■ Problem
From the listing below, copy every line that contains the string "annotate". Case counts, so match only lines where it appears with the same capitalization.

______

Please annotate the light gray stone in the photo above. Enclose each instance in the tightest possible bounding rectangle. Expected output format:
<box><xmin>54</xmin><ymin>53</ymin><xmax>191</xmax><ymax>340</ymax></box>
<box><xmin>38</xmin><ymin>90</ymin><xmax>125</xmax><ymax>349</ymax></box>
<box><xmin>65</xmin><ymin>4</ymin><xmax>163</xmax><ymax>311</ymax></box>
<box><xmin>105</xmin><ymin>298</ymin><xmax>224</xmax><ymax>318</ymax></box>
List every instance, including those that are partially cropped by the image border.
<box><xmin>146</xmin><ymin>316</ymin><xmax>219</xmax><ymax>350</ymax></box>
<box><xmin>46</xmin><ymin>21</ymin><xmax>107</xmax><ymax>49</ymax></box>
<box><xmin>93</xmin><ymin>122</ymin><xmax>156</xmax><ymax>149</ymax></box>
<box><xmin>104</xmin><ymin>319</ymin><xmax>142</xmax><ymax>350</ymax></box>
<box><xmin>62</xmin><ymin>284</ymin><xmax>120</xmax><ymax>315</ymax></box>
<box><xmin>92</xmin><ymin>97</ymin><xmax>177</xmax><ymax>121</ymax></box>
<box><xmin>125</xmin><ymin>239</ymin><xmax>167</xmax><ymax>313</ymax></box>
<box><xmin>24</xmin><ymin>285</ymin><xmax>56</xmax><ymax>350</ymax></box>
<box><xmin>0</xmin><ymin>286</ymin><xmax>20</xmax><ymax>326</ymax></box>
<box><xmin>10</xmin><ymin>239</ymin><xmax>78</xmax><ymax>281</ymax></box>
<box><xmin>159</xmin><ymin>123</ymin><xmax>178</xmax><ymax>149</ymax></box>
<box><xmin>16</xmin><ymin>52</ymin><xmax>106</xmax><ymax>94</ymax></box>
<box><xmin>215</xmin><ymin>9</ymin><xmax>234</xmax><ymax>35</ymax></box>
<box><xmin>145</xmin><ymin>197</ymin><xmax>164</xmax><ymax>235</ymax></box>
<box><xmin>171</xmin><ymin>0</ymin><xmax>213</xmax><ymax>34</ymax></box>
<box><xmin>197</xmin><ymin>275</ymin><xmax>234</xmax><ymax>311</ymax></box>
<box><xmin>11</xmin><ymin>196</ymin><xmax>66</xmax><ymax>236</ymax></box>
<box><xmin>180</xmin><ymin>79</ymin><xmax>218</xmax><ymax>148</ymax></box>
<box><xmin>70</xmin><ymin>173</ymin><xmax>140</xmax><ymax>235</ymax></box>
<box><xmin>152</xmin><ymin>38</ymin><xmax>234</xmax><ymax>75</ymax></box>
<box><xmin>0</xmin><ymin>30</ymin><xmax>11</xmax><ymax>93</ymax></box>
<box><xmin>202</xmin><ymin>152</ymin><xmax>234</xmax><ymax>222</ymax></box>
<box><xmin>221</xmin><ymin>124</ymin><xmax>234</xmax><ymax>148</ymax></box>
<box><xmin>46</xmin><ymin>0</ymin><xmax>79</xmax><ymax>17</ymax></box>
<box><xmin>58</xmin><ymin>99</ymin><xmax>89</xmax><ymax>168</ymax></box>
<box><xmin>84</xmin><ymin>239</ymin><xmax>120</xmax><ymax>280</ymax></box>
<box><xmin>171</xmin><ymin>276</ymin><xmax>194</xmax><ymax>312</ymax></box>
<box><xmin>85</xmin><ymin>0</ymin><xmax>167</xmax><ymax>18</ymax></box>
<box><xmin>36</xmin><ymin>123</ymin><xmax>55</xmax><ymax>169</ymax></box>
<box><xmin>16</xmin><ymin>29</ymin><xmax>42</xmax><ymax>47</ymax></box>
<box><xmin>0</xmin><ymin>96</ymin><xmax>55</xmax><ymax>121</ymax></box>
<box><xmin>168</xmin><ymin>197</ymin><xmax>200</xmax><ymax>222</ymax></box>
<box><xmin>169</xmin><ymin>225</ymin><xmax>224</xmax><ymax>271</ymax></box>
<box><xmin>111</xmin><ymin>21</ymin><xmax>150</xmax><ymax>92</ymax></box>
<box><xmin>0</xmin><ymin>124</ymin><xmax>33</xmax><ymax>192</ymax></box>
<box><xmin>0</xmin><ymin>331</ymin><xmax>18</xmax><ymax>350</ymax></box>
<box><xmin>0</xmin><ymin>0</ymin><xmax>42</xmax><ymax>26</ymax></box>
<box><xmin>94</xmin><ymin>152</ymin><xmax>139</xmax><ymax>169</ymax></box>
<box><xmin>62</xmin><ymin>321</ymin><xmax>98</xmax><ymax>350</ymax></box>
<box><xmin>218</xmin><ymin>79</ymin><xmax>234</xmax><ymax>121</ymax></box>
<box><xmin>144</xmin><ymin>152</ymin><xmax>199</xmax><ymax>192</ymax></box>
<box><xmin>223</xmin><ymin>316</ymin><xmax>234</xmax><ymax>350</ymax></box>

______

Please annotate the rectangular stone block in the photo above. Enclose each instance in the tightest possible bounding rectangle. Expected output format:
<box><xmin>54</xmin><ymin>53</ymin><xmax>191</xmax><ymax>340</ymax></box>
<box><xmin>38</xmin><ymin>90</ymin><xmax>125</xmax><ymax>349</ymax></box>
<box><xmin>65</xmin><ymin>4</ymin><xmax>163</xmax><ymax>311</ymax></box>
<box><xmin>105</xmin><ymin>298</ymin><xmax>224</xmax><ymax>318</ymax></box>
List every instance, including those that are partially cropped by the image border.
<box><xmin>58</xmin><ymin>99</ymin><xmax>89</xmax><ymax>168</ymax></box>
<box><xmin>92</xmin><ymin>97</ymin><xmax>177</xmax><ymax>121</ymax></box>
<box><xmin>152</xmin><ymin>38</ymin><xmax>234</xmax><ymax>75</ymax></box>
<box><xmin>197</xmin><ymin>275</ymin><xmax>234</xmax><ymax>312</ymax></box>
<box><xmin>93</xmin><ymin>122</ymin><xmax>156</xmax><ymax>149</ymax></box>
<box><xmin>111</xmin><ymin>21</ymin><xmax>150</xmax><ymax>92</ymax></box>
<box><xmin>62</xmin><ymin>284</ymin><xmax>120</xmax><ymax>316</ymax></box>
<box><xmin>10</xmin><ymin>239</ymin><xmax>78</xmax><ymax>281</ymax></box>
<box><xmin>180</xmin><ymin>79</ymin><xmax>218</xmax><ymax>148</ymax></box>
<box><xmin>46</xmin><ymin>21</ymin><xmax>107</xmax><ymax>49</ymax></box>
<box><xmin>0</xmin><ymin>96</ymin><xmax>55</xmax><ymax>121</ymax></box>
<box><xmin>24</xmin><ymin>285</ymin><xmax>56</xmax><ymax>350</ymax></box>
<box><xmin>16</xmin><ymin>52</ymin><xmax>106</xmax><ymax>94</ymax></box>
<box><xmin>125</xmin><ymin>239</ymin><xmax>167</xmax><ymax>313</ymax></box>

______

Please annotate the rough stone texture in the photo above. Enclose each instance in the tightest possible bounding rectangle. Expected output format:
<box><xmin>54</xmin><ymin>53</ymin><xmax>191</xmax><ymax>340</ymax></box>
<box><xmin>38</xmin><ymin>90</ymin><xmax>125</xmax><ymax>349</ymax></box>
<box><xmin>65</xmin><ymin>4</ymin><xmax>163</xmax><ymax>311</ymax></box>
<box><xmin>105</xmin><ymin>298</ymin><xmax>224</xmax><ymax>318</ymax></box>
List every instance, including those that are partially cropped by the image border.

______

■ Answer to this problem
Please annotate the light gray stone in the photo above. Enclose each instance in the tightest possible bounding rectangle. Expected output format:
Please annotate the rectangular stone block in the photo above. Enclose each instance in the tightest possible bounding rectangle. Expected output format:
Please annotate the rough stone texture in the photo above. Enclose each instance in the tightest possible bounding rectangle. Expected output format:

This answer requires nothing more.